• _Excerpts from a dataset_
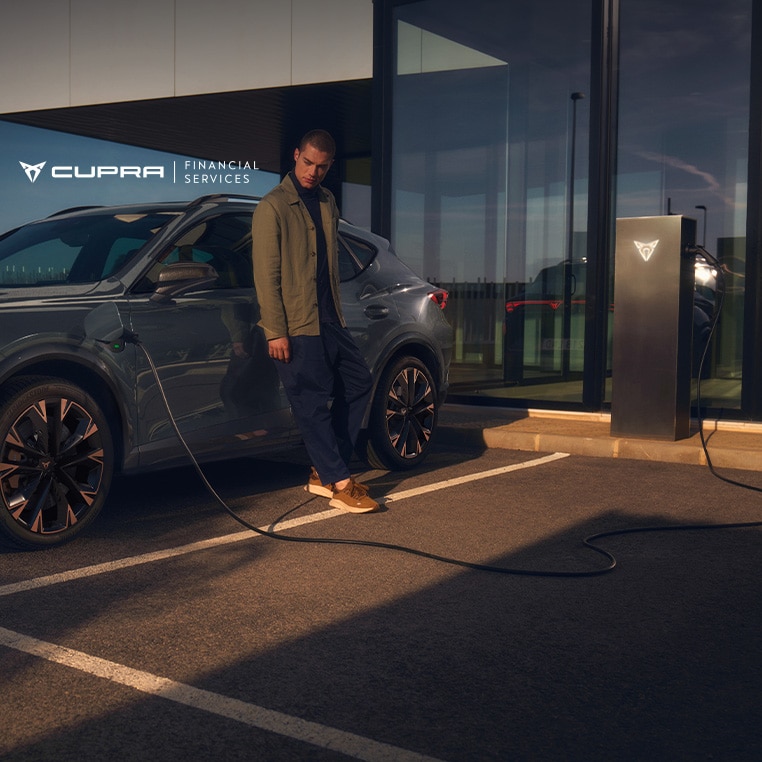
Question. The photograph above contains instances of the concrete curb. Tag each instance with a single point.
(734, 445)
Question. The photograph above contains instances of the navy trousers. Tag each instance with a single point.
(328, 385)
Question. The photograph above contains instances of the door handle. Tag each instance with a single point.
(376, 311)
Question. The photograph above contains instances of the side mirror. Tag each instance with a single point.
(180, 277)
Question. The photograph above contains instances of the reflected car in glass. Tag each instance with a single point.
(78, 403)
(544, 325)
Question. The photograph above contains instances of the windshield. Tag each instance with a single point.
(76, 249)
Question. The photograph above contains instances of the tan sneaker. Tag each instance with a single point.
(316, 487)
(353, 498)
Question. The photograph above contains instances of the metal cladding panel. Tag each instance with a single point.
(653, 311)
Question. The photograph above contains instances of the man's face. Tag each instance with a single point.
(311, 166)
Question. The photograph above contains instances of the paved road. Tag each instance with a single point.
(170, 632)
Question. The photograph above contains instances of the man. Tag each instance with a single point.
(296, 274)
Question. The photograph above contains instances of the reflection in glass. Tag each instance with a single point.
(683, 145)
(484, 156)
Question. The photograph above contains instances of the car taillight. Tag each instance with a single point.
(439, 297)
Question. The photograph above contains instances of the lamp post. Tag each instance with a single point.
(568, 273)
(703, 208)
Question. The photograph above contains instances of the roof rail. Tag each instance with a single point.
(219, 196)
(75, 209)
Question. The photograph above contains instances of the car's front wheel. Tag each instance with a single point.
(403, 416)
(56, 461)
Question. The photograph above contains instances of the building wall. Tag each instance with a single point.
(62, 53)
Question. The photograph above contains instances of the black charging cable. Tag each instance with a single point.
(588, 542)
(720, 299)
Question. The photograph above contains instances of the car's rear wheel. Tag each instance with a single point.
(56, 461)
(403, 416)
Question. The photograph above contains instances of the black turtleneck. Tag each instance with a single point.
(311, 199)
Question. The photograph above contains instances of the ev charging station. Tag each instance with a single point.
(653, 327)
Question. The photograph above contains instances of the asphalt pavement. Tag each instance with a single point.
(170, 632)
(726, 444)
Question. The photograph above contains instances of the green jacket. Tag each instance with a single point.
(284, 250)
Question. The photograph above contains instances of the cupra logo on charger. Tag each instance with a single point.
(69, 172)
(646, 249)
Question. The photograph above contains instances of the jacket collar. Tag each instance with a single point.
(287, 184)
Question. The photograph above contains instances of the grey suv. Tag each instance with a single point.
(78, 402)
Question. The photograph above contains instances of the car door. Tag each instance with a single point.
(209, 352)
(369, 310)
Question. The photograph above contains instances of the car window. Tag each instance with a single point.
(73, 249)
(354, 256)
(224, 242)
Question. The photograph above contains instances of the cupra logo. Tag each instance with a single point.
(32, 170)
(73, 172)
(646, 249)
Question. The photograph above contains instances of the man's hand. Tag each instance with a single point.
(280, 349)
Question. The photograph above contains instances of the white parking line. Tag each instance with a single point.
(282, 724)
(160, 555)
(313, 733)
(474, 477)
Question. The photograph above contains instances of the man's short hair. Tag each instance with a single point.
(321, 140)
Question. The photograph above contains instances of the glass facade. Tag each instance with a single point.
(490, 158)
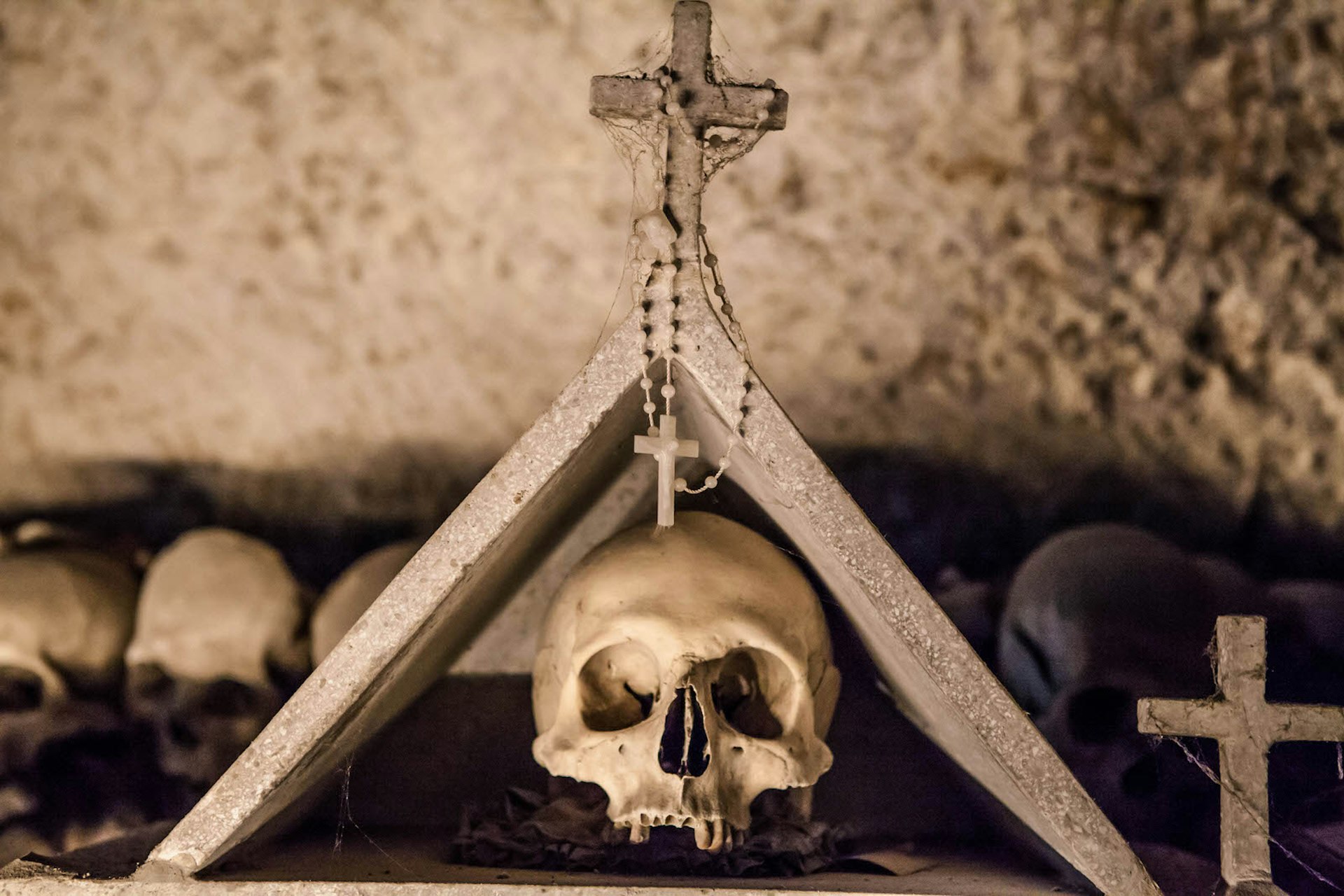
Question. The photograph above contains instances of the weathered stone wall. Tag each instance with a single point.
(321, 253)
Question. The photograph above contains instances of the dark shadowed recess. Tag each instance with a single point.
(933, 514)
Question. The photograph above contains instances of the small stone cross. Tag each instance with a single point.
(1245, 727)
(664, 445)
(690, 101)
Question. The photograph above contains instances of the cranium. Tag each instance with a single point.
(685, 671)
(65, 620)
(1096, 618)
(354, 592)
(217, 649)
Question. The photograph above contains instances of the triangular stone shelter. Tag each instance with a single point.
(573, 480)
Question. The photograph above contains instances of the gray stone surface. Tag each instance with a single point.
(314, 250)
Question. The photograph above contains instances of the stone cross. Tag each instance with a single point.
(690, 101)
(1245, 727)
(667, 448)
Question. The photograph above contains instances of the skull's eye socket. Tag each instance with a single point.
(619, 687)
(20, 690)
(752, 692)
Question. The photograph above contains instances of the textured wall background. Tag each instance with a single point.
(339, 254)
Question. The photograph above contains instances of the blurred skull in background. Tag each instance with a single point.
(218, 647)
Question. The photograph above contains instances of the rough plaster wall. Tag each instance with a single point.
(375, 238)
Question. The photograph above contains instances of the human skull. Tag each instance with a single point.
(685, 671)
(354, 592)
(1096, 618)
(217, 649)
(65, 620)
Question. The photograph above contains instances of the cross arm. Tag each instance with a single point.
(1183, 718)
(706, 105)
(1308, 722)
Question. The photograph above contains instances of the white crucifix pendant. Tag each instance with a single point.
(667, 448)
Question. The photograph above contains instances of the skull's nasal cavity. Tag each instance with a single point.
(686, 746)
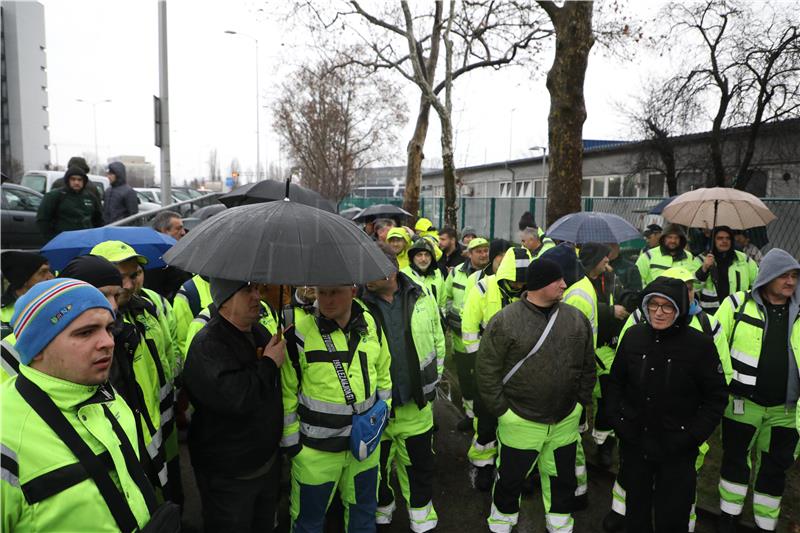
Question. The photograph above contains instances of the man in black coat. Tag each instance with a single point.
(665, 396)
(233, 381)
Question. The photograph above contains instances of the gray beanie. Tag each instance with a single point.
(223, 289)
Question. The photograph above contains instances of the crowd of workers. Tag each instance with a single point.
(101, 371)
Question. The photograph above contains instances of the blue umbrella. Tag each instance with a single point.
(70, 244)
(582, 227)
(659, 207)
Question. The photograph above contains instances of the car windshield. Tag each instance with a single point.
(37, 182)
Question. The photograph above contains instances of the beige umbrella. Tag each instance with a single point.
(718, 206)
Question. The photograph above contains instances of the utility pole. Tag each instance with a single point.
(162, 117)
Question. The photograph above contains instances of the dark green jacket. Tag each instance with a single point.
(550, 383)
(64, 210)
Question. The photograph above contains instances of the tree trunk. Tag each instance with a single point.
(449, 175)
(717, 179)
(415, 157)
(574, 40)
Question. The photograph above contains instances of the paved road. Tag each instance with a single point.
(461, 508)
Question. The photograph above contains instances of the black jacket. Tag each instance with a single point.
(666, 392)
(238, 417)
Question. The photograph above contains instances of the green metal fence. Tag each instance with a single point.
(498, 217)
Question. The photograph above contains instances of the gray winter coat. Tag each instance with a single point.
(119, 200)
(548, 385)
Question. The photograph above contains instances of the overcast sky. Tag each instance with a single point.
(108, 49)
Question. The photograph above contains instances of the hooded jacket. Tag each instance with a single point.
(119, 200)
(744, 318)
(666, 391)
(65, 209)
(491, 294)
(432, 279)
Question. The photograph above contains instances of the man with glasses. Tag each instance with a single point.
(665, 396)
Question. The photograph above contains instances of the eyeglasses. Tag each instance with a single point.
(667, 309)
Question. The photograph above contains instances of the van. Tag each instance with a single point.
(42, 180)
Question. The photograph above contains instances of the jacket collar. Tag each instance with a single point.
(65, 394)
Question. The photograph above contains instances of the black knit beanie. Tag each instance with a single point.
(542, 273)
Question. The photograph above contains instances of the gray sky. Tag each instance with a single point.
(108, 49)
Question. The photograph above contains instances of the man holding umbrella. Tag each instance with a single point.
(670, 252)
(723, 271)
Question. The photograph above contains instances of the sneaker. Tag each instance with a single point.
(727, 523)
(465, 424)
(613, 522)
(485, 478)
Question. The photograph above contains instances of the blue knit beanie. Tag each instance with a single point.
(47, 309)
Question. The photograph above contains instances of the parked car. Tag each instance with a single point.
(19, 207)
(42, 180)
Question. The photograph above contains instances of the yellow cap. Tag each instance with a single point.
(117, 252)
(423, 224)
(679, 273)
(476, 242)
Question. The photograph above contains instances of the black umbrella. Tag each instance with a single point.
(281, 243)
(271, 190)
(381, 211)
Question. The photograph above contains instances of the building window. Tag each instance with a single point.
(656, 185)
(614, 186)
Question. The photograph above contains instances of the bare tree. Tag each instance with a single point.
(749, 62)
(657, 117)
(475, 34)
(574, 40)
(336, 120)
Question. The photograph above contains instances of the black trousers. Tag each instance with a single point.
(241, 505)
(665, 487)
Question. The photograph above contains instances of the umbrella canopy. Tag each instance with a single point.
(281, 243)
(718, 206)
(584, 227)
(350, 212)
(208, 211)
(659, 207)
(270, 191)
(381, 211)
(68, 245)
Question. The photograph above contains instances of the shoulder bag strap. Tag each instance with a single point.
(535, 348)
(52, 416)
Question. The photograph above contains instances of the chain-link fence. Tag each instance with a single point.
(499, 217)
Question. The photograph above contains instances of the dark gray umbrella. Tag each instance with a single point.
(381, 211)
(584, 227)
(270, 191)
(281, 243)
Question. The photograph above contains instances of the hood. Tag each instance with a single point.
(776, 263)
(118, 169)
(564, 254)
(422, 245)
(675, 291)
(399, 232)
(514, 266)
(673, 229)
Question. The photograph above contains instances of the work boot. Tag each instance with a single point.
(613, 522)
(485, 478)
(605, 453)
(465, 424)
(727, 523)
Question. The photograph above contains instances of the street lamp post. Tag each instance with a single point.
(94, 104)
(258, 106)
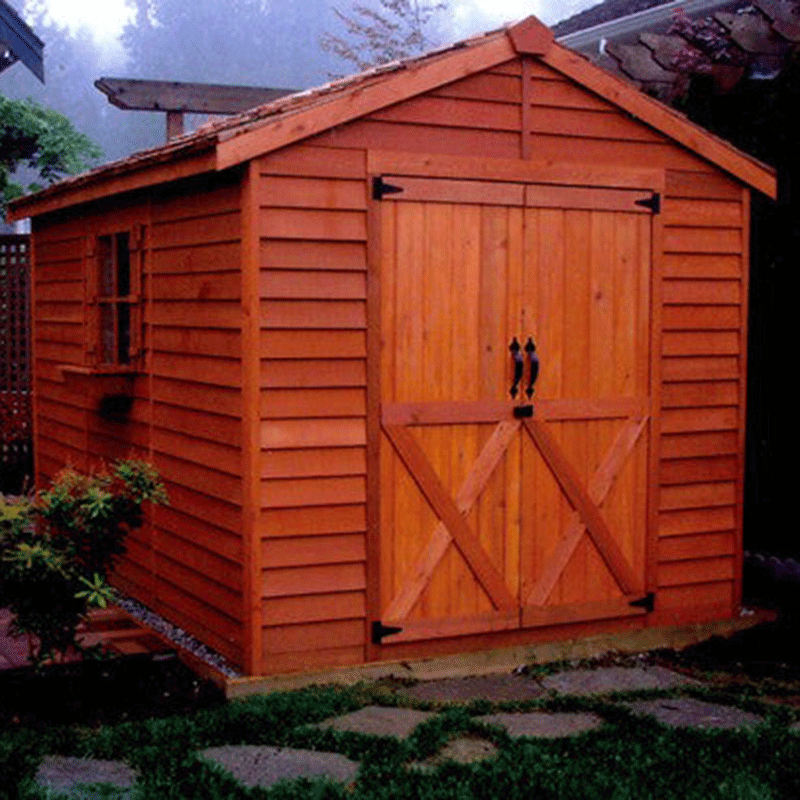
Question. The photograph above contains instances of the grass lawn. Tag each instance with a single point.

• _Task details_
Repeat word for word, leaving out the pictures, each line of the records from the line that holds "Question. The photograph above contains instances of the work" through the final one.

• _Output of the exercise_
Question. The photograph above contains instances of the work boot. Tag each instance with a single point.
(613, 522)
(485, 478)
(605, 453)
(465, 424)
(727, 523)
Question. The photograph above contains instances of the street lamp post. Tag each instance with a single point.
(94, 104)
(258, 106)
Question. The photograph above contains instances of the grass lawn. Tag each instance with a single point.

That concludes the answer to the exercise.